# [Explore the material]
(1) Answer these from the passage on abortion rights and the Supreme Court:
(a) Which representative introduced the first court reform bill that FFRF supported?
(b) Who sits on the seat the passage calls stolen?
(c) Which senator sponsors the Women's Health Protection Act?
(2) Set down, word for word, the part of the abortion-rights passage that begins at the words "At least one" and stops after "of our eyes.".

*** Passage ***

With precedent and the broad rights of our Constitution meaning nothing to the extremist Supreme Court majority, many other constitutional rights will be up for grabs, including the right to contraception, marriage equality and LGBTQ rights, the Civil Rights Act and, of course, what’s left of the eviscerated Voting Rights Act. Needless to say, the constitutional principle of separation between state and church, which Justice Brett Kavanaugh called a “mistaken understanding of the Establishment Clause” in yesterday’s decision on the Boston Christian flag, is also going to be found, along with abortion rights, not to be in the Constitution.

FFRF has been forthright in demanding court reform in light of Donald Trump’s takeover as president of the federal judiciary — he appointed a third of it, including the same proportion of the U.S. Supreme Court. FFRF has supported various congressional measures, such as the first bill calling for court reform, introduced by Rep. Mondaire Jones. We pointed out that the commission to investigate court reform that President Biden appointed released a meaningless, anodyne report. Where are other organizations and progressive members of Congress on this issue and why are they sitting on their hands? FFRF knew abortion rights could not survive the Trump-captured high court, and now we have the proof.

At least one extremist occupies a stolen seat on the high court, thanks to then-Senate Majority Leader Mitch McConnell’s refusal to hold a hearing for President Obama’s nominee. The man who sits on that stolen seat, Neil Gorsuch, has joined Alito’s 5–4 majority opinion in the leaked decision. That stolen seat is stealing reproductive rights in front of our eyes.

Even this catastrophic decision, presuming the leak is as legitimate as it appears, is not the end of it. Abortion rights will continue to be battled at the local level, with more and more draconian bans being implemented in many states. Current Senate Minority Leader Mitch McConnell is quashing the Women’s Health Protection Act, with sponsor Sen. Tammy Baldwin noting that the answer is to eliminate the filibuster. Meanwhile, anti-abortionists are already gleefully drafting a national law to outlaw almost all abortion care. While state bans being enacted right now exempt women from prosecution, we know that prosecution of abortion patients is next. We need only look at the pre-Roe days, when women could be arrested and imprisoned for undergoing abortions. Women bled to death or died of sepsis, fearing being turned in if they sought medical care. Cases of fetal abnormalities, rape, incest and maternal illness will not be met with compassion. Even women who tragically endure stillbirths will not be safe from these cruel and punitive laws, as we already see occurring under the current anti-abortion hysteria.

*** End of Passage ***
*** Material supplied ***

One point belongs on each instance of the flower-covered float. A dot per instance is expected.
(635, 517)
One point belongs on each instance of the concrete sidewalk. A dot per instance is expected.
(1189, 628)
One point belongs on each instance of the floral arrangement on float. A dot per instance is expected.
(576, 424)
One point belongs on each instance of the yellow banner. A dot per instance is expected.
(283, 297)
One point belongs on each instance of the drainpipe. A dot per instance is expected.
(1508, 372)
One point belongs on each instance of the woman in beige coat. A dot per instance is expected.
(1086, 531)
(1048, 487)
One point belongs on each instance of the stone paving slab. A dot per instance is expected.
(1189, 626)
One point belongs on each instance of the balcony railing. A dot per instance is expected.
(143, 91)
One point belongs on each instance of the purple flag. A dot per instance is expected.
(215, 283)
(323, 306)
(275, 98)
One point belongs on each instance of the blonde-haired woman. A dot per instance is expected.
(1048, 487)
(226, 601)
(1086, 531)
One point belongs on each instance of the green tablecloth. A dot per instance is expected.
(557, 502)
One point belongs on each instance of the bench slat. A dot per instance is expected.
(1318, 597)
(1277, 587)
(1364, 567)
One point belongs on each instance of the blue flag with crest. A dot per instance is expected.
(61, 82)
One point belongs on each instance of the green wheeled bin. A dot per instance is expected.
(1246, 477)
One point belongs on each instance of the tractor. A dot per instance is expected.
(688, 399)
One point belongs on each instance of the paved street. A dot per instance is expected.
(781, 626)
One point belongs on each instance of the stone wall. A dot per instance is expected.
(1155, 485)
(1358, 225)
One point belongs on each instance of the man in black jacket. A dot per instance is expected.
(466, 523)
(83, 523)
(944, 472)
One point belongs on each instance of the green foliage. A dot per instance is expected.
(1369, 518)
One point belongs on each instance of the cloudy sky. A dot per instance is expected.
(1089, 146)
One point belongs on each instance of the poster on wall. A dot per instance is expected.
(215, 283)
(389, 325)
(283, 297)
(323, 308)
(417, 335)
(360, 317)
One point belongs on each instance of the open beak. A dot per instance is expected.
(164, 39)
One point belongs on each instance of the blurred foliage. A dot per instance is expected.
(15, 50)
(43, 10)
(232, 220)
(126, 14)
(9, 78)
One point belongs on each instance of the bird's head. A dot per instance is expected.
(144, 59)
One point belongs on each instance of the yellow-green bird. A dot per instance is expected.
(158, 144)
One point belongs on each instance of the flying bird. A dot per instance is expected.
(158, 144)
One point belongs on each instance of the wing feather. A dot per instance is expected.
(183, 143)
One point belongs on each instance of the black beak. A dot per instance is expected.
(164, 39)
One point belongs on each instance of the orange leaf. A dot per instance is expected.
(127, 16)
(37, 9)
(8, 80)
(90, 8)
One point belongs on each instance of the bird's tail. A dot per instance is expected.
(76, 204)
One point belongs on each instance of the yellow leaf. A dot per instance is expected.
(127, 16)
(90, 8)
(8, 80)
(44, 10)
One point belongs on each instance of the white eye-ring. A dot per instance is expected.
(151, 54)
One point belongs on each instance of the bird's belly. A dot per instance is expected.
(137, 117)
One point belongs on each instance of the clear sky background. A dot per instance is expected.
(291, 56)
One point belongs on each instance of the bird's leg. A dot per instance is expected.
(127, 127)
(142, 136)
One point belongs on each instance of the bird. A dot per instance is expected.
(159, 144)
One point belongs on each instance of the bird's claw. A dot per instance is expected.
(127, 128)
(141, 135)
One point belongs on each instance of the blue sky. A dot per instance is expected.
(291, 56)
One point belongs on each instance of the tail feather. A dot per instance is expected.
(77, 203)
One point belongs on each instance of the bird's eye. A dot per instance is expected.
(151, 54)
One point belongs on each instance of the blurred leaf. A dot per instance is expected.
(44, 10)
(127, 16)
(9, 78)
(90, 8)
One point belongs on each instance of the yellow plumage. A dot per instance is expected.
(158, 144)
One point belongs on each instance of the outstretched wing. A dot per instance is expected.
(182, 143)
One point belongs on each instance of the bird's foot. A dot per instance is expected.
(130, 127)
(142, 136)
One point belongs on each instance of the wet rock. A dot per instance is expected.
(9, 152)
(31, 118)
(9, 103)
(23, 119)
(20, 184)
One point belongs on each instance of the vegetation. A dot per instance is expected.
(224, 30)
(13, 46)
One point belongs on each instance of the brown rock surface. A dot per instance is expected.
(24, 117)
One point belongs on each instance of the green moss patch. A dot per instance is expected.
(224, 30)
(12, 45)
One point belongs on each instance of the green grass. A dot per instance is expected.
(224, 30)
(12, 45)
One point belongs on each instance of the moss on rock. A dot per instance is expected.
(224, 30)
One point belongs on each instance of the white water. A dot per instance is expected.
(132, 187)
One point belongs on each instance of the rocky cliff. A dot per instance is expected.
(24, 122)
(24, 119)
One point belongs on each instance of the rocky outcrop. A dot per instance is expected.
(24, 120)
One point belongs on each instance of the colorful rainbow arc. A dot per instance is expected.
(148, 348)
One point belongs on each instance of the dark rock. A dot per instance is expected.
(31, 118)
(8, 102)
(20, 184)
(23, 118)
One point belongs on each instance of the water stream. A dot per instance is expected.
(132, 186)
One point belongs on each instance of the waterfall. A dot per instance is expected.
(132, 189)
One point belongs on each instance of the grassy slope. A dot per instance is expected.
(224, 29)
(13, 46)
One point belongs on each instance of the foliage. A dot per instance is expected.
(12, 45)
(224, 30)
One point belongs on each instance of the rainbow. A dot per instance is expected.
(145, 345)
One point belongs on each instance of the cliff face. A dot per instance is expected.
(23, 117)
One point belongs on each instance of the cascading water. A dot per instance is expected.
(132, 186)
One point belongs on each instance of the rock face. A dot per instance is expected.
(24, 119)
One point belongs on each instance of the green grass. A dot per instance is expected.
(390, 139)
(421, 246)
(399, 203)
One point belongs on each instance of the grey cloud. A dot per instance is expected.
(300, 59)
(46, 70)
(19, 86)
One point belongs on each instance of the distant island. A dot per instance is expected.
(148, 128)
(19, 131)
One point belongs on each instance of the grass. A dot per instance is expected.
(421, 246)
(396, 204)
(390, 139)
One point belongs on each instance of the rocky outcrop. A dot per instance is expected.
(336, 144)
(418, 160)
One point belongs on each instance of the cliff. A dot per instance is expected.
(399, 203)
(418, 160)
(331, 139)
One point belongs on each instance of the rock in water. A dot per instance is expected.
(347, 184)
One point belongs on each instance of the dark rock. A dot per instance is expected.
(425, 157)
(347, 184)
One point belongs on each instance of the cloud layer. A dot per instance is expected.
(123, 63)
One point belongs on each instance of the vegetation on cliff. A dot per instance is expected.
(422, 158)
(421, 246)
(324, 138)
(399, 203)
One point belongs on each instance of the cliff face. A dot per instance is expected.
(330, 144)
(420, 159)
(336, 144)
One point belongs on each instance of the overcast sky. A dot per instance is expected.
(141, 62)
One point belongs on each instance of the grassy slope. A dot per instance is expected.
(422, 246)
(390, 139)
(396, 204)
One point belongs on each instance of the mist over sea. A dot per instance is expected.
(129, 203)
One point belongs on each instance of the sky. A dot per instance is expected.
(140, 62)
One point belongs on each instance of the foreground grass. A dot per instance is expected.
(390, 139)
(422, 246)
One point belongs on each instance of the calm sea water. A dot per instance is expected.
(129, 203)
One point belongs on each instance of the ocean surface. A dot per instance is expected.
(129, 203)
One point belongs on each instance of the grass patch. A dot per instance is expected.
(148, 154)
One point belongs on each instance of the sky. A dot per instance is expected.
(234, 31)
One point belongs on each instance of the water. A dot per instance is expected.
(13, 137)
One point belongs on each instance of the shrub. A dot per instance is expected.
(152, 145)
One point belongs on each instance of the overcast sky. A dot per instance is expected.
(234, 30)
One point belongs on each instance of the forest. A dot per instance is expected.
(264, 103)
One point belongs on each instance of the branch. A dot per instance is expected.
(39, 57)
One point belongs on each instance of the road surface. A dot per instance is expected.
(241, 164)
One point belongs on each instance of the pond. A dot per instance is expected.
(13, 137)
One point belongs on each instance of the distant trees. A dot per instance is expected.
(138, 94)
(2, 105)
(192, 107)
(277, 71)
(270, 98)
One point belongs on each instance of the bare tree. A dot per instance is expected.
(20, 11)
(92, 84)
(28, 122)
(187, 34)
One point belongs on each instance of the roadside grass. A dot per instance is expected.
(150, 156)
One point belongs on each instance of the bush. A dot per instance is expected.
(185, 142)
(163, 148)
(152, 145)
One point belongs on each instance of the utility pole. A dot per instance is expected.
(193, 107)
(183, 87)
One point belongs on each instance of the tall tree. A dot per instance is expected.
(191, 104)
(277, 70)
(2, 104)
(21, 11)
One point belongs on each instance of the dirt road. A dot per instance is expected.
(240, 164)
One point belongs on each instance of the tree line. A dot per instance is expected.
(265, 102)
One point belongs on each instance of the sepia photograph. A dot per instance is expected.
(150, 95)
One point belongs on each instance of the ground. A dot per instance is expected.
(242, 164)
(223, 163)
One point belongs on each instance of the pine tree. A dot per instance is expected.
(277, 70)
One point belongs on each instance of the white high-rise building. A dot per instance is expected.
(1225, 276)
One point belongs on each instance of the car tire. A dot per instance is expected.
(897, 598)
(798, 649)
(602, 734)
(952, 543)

*** End of Material supplied ***

# [Responses to the exercise]
(1)
(a) Rep. Mondaire Jones
(b) Neil Gorsuch
(c) Sen. Tammy Baldwin

(2)
At least one extremist occupies a stolen seat on the high court, thanks to then-Senate Majority Leader Mitch McConnell’s refusal to hold a hearing for President Obama’s nominee. The man who sits on that stolen seat, Neil Gorsuch, has joined Alito’s 5–4 majority opinion in the leaked decision. That stolen seat is stealing reproductive rights in front of our eyes.